> [RECORD EXTRACTS]:
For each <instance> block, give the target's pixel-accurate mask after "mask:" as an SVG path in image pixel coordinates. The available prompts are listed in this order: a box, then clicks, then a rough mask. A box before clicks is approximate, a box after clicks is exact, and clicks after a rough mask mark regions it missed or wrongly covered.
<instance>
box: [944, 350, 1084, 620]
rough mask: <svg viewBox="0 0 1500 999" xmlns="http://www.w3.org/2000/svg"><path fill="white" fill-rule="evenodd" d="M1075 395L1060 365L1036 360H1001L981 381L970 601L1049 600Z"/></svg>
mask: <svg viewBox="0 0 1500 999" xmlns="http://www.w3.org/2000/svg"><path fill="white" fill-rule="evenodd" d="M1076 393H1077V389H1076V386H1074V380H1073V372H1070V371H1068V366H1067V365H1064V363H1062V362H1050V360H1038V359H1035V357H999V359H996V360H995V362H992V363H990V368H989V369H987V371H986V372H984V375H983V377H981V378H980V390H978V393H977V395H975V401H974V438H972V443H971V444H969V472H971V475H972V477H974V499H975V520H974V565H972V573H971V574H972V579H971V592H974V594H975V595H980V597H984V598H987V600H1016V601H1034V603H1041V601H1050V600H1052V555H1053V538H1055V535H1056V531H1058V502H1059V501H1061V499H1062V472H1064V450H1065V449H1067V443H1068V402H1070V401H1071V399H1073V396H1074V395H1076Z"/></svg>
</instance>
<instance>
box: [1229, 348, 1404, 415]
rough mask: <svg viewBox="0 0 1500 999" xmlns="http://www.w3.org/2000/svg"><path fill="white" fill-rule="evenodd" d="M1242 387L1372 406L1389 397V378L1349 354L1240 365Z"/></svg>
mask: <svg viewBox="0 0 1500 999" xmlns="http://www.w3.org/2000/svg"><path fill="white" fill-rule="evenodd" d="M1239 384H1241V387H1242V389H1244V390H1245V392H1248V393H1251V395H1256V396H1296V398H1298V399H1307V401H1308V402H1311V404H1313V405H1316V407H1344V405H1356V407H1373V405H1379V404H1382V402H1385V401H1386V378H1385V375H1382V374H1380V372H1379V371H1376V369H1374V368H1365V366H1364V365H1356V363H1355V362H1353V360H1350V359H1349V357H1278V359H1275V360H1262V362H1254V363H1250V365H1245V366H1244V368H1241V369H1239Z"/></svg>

> [WHAT TO PRODUCE]: Print each record again. Nothing may be left out.

> [RESULT OF THIS EXERCISE]:
For each <instance> block, give the target's pixel-accurate mask after "mask:" as an SVG path in image pixel coordinates. The available prompts are listed in this order: a box, then clicks, then a rough mask. A box before clicks is approximate, a box after clicks is exact, and clicks after a rough mask mark regions it missed or wrongly covered.
<instance>
box: [944, 350, 1084, 620]
rough mask: <svg viewBox="0 0 1500 999" xmlns="http://www.w3.org/2000/svg"><path fill="white" fill-rule="evenodd" d="M1075 395L1060 365L1036 360H1001L981 381L970 601L1049 600Z"/></svg>
mask: <svg viewBox="0 0 1500 999" xmlns="http://www.w3.org/2000/svg"><path fill="white" fill-rule="evenodd" d="M1076 393H1077V389H1076V386H1074V380H1073V372H1070V371H1068V366H1067V365H1064V363H1062V362H1050V360H1038V359H1035V357H999V359H996V360H995V362H992V363H990V368H989V369H987V371H986V372H984V375H983V377H981V378H980V390H978V393H977V395H975V401H974V438H972V443H971V444H969V472H971V475H972V477H974V499H975V520H974V565H972V573H971V574H972V579H971V592H974V594H975V595H980V597H984V598H987V600H1016V601H1034V603H1041V601H1050V600H1052V555H1053V538H1055V535H1056V531H1058V502H1059V501H1061V499H1062V472H1064V450H1065V449H1067V443H1068V402H1070V401H1071V399H1073V396H1074V395H1076Z"/></svg>
</instance>
<instance>
box: [1229, 348, 1404, 415]
rough mask: <svg viewBox="0 0 1500 999" xmlns="http://www.w3.org/2000/svg"><path fill="white" fill-rule="evenodd" d="M1242 387L1372 406L1389 397V378L1349 354L1240 365Z"/></svg>
mask: <svg viewBox="0 0 1500 999" xmlns="http://www.w3.org/2000/svg"><path fill="white" fill-rule="evenodd" d="M1239 384H1241V387H1242V389H1244V390H1245V392H1248V393H1251V395H1256V396H1296V398H1298V399H1307V401H1308V402H1311V404H1313V405H1316V407H1344V405H1356V407H1373V405H1379V404H1382V402H1385V401H1386V378H1385V375H1382V374H1380V372H1379V371H1376V369H1374V368H1365V366H1364V365H1356V363H1355V362H1353V360H1350V359H1349V357H1278V359H1275V360H1262V362H1254V363H1250V365H1245V366H1244V368H1241V369H1239Z"/></svg>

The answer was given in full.